[Tujuan Tugas]:
Jawablah pertanyaan berikut berdasarkan tulisan tentang pengalaman menerbitkan buku pertama di bawah.
(a) Apa judul buku solo pertama yang ditulis penulisnya?
(b) Dari mana sumber tantangan terbesar saat membuat buku itu, dan apa tantangannya?
(c) Sebagian besar isi buku itu membahas tentang apa?

[Teks Hasil Ekstraksi]:
————————

Wednesday, March 27, 2024

Pengalaman Menulis dan Menerbitkan Buku untuk Pertama Kali - The Worthy Single Lady


The Worthy Single Lady adalah buku solo pertama yang aku tulis. Berkisah tentang perjalanan hidupku ketika masih lajang, menghadapi berbagai tantangan karena belum menikah hingga usia 30 an. 

Mulai dari masalah patah hati karena putus dengan pria yang aku pikir akan jadi cinta pertama dan terakhir, berurusan dengan pria penipu berkedok cinta, kecewa dengan hubungan-hubungan yang tidak berakhir bahagia, tekanan social untuk segera menikah yang membuatku sempat  mempertanyakan keberhargaanku sebagai seorang wanita.

Semua problematika itu ternyata membawaku pada banyak proses penyempurnaan karakter dan perubahan pola pikir yang berharga. 

Aku pikir pelajaran-pelajaran yang aku dapatkan dari masa itu bisa bermanfaat bagi wanita Single yang saat ini mungkin mengalami masalah yang sama. Sehingga mereka bisa menjalani masa lajang dengan sikap dan pengertian yang benar.

Tantangan terbesar saat bikin buku ini bukanlah dari pihak luar melainkan  bersumber dari diriku sendiri. Yaitu, keraguan diri. Self doubt.

Pertama, aku ragu apakah aku mampu menguraikan ide dalam kepalaku dalam bentuk tulisan yang isinya terstruktur dengan baik. Karena berbagai ide berlompatan di dalam kepalaku dan aku tak tau pasti apa keterkaitannya satu sama lain.

Kedua, apakah ini hal yang penting untuk dijadikan buku? Rasanya membahas tentang hidup seorang jomblo yang berjuang mencari jodoh adalah topik yang terlalu remeh temeh. 

Sebagian besar dari isi buku ini adalah tentang kegagalan, kekecewaan, ke frustasi an dan kekuatiran seorang wanita lajang berusia matang. Topik yang biasa banget. Tak ada yang tampaknya begitu heroic dari hal itu.

————————

[Data Tersimpan]:

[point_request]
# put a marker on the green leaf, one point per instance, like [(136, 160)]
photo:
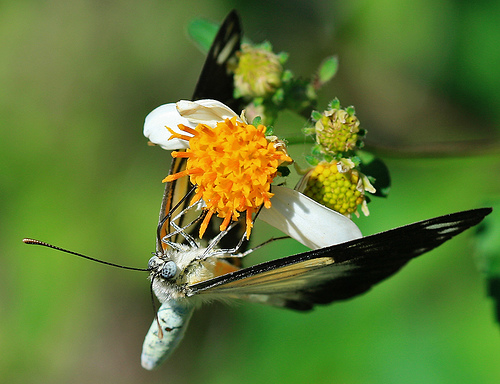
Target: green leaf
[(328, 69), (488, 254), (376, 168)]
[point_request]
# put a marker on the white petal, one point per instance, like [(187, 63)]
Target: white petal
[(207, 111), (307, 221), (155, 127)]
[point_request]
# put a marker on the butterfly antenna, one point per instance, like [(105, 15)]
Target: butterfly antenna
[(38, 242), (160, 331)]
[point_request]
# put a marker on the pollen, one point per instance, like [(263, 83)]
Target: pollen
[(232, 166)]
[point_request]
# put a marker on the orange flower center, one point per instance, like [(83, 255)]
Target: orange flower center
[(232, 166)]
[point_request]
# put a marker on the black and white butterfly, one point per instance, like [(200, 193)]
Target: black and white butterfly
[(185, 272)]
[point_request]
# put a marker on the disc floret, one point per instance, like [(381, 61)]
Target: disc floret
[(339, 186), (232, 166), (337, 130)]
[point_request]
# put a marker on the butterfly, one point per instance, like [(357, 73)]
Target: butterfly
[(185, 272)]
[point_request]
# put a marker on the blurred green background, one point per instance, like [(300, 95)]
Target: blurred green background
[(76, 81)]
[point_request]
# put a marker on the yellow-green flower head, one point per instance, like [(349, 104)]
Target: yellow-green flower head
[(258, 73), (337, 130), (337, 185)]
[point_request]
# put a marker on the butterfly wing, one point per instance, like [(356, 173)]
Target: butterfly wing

————————

[Jawaban Lengkap]:
(a) Judulnya The Worthy Single Lady.
(b) Tantangan terbesarnya bersumber dari diri sendiri, bukan dari pihak luar, yaitu keraguan diri (self doubt).
(c) Sebagian besar isinya membahas kegagalan, kekecewaan, kefrustrasian, dan kekhawatiran seorang wanita lajang berusia matang.